**WHAT THE TASK REQUIRES**
Nothing should be output except the lines from the top of the material below through the line that contains "Target — man with beard", each exactly as written.

**RECORDS FOR THIS TASK**
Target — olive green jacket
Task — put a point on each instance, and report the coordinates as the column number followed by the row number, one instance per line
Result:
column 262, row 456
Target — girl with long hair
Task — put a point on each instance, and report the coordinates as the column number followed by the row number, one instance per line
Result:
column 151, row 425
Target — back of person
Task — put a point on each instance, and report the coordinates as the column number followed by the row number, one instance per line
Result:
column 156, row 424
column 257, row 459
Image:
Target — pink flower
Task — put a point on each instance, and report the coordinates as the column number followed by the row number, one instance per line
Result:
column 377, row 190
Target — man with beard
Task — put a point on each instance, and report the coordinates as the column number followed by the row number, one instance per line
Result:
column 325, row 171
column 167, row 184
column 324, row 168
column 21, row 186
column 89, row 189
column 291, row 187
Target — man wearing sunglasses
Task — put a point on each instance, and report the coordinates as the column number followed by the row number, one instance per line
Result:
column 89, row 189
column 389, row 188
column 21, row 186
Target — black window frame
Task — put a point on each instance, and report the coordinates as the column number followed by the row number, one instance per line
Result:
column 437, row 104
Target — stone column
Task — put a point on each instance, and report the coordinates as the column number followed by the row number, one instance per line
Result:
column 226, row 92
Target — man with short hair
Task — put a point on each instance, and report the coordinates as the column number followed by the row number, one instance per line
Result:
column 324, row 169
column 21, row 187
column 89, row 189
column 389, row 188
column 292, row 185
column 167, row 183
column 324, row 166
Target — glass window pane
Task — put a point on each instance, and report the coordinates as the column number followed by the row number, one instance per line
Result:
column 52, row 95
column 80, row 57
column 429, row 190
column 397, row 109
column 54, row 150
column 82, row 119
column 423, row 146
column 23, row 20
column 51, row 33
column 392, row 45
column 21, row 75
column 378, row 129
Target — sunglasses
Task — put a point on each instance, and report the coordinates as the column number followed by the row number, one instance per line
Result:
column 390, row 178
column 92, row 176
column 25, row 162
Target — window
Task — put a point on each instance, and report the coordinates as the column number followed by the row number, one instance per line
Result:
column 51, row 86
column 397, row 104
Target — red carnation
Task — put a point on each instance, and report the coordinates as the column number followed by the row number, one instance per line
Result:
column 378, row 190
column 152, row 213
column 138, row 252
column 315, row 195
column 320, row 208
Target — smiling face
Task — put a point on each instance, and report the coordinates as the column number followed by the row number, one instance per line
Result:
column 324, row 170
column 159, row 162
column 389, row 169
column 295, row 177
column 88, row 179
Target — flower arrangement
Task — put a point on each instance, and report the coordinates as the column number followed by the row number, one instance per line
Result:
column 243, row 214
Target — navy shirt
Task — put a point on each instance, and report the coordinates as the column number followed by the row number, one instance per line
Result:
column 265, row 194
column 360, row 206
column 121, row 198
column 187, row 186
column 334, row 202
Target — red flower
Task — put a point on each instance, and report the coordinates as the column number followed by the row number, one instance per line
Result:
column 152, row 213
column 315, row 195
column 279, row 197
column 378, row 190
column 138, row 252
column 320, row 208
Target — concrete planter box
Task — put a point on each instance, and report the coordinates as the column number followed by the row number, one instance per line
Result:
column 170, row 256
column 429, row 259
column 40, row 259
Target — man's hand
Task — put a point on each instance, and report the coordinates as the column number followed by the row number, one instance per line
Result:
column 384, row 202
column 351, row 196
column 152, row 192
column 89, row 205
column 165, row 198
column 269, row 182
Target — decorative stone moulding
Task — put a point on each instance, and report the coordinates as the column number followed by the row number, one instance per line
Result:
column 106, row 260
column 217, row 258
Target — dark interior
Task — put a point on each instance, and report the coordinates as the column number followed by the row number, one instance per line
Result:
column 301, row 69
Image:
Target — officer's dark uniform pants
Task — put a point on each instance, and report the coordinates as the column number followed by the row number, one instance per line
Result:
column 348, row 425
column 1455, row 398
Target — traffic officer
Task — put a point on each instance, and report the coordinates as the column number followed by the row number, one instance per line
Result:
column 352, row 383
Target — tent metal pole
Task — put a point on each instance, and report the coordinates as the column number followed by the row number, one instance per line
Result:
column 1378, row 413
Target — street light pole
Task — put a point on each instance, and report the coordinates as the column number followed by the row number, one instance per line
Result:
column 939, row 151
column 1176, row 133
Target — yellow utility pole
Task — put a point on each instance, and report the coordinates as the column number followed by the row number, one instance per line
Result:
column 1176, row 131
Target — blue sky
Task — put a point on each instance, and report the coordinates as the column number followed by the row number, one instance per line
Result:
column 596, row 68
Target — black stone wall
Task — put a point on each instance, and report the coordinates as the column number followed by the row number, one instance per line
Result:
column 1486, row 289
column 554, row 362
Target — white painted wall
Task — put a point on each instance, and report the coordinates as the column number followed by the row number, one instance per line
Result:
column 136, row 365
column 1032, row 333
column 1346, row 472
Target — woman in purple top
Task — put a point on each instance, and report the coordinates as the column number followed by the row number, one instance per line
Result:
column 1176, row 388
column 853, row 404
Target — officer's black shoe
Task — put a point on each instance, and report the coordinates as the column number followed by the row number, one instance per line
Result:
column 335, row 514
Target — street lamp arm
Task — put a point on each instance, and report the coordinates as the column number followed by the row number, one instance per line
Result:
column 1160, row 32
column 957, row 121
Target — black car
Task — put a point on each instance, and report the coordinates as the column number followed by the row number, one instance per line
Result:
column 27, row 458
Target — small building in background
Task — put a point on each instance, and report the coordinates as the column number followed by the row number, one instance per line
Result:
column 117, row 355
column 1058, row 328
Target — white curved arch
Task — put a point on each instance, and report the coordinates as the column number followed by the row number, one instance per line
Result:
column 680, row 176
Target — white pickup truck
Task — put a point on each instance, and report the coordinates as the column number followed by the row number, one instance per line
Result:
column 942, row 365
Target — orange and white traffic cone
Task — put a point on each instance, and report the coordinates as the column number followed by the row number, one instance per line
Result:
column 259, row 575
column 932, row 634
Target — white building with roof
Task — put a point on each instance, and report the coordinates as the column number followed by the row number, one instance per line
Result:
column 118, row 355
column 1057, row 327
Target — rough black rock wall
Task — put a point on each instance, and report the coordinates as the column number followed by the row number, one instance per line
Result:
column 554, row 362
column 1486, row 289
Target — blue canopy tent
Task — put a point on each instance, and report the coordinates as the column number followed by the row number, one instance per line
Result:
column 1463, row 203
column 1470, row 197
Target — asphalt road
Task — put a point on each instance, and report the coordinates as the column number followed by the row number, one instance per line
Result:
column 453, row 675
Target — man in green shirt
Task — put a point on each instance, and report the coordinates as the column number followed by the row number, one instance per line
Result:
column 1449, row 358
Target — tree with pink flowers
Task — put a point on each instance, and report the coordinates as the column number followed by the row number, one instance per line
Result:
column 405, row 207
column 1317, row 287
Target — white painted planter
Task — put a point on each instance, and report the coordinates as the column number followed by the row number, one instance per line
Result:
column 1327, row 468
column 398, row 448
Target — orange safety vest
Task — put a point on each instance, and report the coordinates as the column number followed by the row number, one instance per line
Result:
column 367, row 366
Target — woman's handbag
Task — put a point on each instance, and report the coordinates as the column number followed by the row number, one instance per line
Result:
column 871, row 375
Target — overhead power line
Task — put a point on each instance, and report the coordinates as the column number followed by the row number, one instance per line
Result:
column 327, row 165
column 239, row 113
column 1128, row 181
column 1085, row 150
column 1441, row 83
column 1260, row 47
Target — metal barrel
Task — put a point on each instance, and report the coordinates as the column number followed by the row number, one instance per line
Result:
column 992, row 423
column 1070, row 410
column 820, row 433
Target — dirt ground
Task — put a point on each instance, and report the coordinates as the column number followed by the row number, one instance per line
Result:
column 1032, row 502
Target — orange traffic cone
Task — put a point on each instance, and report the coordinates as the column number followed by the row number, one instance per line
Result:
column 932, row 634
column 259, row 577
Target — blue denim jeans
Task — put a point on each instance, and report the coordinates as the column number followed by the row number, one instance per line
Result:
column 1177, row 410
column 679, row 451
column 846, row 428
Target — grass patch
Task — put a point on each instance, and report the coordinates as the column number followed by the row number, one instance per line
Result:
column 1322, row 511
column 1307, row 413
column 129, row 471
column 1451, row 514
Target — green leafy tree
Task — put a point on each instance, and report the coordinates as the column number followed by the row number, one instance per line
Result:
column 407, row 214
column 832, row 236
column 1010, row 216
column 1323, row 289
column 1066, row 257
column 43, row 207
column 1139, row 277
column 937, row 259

**ANSWER TO THIS EXERCISE**
Target — olive green jacket
Task — put a point on each instance, and report the coordinates as the column number followed by the row number, one instance per line
Result:
column 262, row 456
Target — girl with long hair
Task — put a point on each instance, and report the coordinates as the column number followed by the row number, one instance per line
Result:
column 151, row 425
Target — back of person
Task — put a point on each instance, and report the coordinates as the column number followed by the row number, one instance per line
Result:
column 156, row 424
column 257, row 459
Image:
Target — pink flower
Task — put a point on each instance, and report the coordinates as the column number followed by the row number, one instance per line
Result:
column 377, row 190
Target — man with beard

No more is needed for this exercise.